> _TASK DIRECTIONS_:
Can you pull every line out of the listing below and reproduce each one word for word?
#### EXTRACTED DATA ####
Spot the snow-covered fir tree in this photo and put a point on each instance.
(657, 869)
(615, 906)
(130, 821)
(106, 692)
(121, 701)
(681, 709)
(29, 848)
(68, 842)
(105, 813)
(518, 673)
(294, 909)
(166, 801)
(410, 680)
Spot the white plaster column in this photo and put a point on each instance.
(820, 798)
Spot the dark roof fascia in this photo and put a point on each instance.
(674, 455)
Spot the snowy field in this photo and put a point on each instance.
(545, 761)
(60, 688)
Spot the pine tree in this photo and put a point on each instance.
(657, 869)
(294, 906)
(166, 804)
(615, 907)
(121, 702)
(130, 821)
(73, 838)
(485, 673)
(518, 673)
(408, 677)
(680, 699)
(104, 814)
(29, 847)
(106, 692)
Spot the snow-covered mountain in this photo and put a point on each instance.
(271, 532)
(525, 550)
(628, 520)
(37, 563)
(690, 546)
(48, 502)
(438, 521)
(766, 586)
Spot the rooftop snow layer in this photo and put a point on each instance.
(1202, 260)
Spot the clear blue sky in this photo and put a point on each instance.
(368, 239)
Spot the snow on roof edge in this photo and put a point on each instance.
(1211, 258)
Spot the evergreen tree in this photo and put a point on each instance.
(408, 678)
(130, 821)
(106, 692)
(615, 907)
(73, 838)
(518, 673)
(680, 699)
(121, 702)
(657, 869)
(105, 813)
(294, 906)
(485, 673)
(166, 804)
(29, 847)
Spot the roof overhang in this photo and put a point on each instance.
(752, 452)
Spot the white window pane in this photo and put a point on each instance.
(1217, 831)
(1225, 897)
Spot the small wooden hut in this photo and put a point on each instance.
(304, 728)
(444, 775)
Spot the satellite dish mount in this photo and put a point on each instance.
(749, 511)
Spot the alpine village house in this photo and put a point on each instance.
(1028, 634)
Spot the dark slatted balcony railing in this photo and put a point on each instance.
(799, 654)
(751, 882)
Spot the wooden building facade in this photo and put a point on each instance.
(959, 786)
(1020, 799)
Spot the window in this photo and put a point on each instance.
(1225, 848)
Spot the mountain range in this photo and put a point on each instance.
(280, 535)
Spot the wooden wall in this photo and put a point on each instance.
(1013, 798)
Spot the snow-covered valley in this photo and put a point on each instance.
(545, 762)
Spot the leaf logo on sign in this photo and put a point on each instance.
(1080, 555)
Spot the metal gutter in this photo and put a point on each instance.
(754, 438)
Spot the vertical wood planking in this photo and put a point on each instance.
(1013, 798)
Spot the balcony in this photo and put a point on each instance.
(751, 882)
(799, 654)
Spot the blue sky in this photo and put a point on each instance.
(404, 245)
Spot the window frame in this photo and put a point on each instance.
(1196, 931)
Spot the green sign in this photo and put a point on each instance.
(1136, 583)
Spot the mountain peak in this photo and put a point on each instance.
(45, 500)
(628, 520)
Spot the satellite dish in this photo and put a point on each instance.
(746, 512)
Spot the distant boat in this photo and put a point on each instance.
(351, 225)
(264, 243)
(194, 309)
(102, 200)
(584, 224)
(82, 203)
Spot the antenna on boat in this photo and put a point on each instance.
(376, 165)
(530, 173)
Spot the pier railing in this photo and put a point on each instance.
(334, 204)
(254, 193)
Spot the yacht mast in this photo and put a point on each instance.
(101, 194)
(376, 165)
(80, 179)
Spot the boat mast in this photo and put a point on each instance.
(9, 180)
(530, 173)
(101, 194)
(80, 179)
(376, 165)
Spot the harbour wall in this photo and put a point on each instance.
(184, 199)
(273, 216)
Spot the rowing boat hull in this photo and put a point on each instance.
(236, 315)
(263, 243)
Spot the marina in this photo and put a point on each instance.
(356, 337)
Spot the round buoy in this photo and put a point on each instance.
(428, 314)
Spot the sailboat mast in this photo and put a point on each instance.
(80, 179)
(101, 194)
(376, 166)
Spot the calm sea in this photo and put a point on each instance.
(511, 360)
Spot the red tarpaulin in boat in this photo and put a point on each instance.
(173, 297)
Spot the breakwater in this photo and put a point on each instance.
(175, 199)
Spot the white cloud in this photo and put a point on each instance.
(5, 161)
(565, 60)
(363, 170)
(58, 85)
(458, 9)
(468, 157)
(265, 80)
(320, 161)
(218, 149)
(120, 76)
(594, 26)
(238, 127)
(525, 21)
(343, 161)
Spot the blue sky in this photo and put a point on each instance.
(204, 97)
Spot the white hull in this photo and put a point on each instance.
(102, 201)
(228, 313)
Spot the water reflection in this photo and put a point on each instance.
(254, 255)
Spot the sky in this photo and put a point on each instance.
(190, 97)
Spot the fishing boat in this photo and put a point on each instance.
####
> _WORKED ANSWER_:
Spot the snow-covered fir tree in this photo and put a point on each instance.
(657, 869)
(615, 906)
(130, 821)
(106, 692)
(121, 701)
(681, 709)
(29, 848)
(68, 842)
(105, 813)
(518, 673)
(294, 909)
(166, 801)
(410, 680)
Spot the white plaster column in this photo and put a point on each instance.
(820, 798)
Spot the dark roof fascia in this photo and put a point on each instance.
(674, 455)
Spot the snowy field in this photo and put a point on each instance.
(545, 761)
(60, 688)
Spot the pine tree in this photo and put a point on each instance.
(657, 869)
(294, 906)
(166, 804)
(615, 907)
(121, 702)
(130, 821)
(73, 838)
(485, 673)
(518, 673)
(408, 677)
(680, 699)
(104, 814)
(29, 847)
(106, 692)
Spot the snow-covered mountain in this photo and put a point on each instance.
(271, 532)
(525, 550)
(628, 520)
(37, 563)
(690, 546)
(48, 502)
(438, 521)
(766, 586)
Spot the rooftop snow layer in this photo and put a point on each instance.
(1202, 260)
Spot the clear blue sky in this photo and put a point on each instance.
(368, 239)
Spot the snow on roof edge in this photo and put a point on each instance.
(1211, 258)
Spot the evergreen tree in this photo and put a point on each instance.
(408, 678)
(130, 821)
(106, 692)
(615, 907)
(73, 838)
(518, 673)
(680, 699)
(121, 702)
(657, 869)
(105, 813)
(294, 906)
(485, 673)
(166, 804)
(29, 847)
Spot the roof overhang in this photo and put a point on each instance.
(752, 452)
Spot the white window pane in this photo and put a point on each instance.
(1217, 831)
(1225, 897)
Spot the small wooden hut in this photo and put a point on each instance.
(304, 728)
(444, 775)
Spot the satellite dish mount in this photo and put a point on each instance.
(749, 511)
Spot the alpine village house in this photo and put a point on each instance.
(1028, 634)
Spot the dark slatted balcony railing in this photo and put a point on each instance.
(799, 654)
(751, 882)
Spot the wooden building facade in this photo and put a point on each instance.
(959, 786)
(1020, 799)
Spot the window in this photo and put a point on each instance.
(1225, 848)
Spot the mountain range in this photo and put a point on each instance.
(280, 535)
Spot the wooden wall in this photo and put a point on each instance.
(1013, 798)
Spot the snow-covered valley in this photo and put a point on each instance.
(545, 762)
Spot the leaf logo on sign in this photo and put a point on each instance.
(1080, 555)
Spot the metal gutter in this photo and put a point on each instance.
(754, 438)
Spot the vertical wood planking in this photo and put a point on each instance.
(1013, 798)
Spot the balcony in this photo and put a point on each instance.
(751, 882)
(799, 654)
Spot the blue sky in this photo and put a point on each instance.
(404, 245)
Spot the window frame in this photo and put a point on each instance.
(1196, 931)
Spot the green sign in this photo and put a point on each instance.
(1136, 583)
Spot the mountain peak in this photo and put a point on each instance.
(45, 500)
(628, 520)
Spot the satellite dish in this photo and put a point on each instance.
(746, 512)
Spot the distant boat in this photo and put a point on each instance.
(351, 225)
(264, 243)
(194, 309)
(102, 200)
(584, 224)
(82, 203)
Spot the antenna on boat in this photo and put a point on each instance.
(376, 165)
(530, 173)
Spot the pier railing in this photo and put a point on each instance.
(334, 204)
(254, 193)
Spot the yacht mast in this photo and put a point on each instance.
(101, 194)
(376, 165)
(80, 179)
Spot the boat mast in this photo and put a point on each instance.
(9, 180)
(530, 173)
(101, 194)
(80, 179)
(376, 165)
Spot the harbour wall in this photo and put a point on each instance.
(184, 199)
(273, 216)
Spot the rowing boat hull in this photo and put a point on each instance.
(236, 315)
(263, 243)
Spot the marina in this photo and put a point on each instance.
(356, 337)
Spot the round buoy in this photo and put a point on each instance.
(428, 314)
Spot the sailboat mast in this photo and put a point on each instance.
(80, 179)
(101, 194)
(376, 166)
Spot the calm sea in this photo and put a point on each instance.
(511, 360)
Spot the red tarpaulin in boat in this photo and put a point on each instance.
(173, 297)
Spot the breakwater in this photo and put a point on each instance.
(175, 199)
Spot the white cloud in this photo and put a point on each instance.
(5, 161)
(565, 60)
(363, 170)
(58, 85)
(458, 9)
(468, 157)
(265, 80)
(320, 161)
(218, 149)
(120, 76)
(594, 26)
(238, 127)
(525, 21)
(343, 161)
Spot the blue sky in this photo and put a point on each instance.
(204, 97)
Spot the white hull in this photo and put a point on each instance.
(102, 201)
(228, 313)
Spot the water reflection in this photo and put a point on each instance.
(254, 255)
Spot the sky in this photo and put a point on each instance.
(190, 97)
Spot the fishing boat in this photo and put a point on each instance.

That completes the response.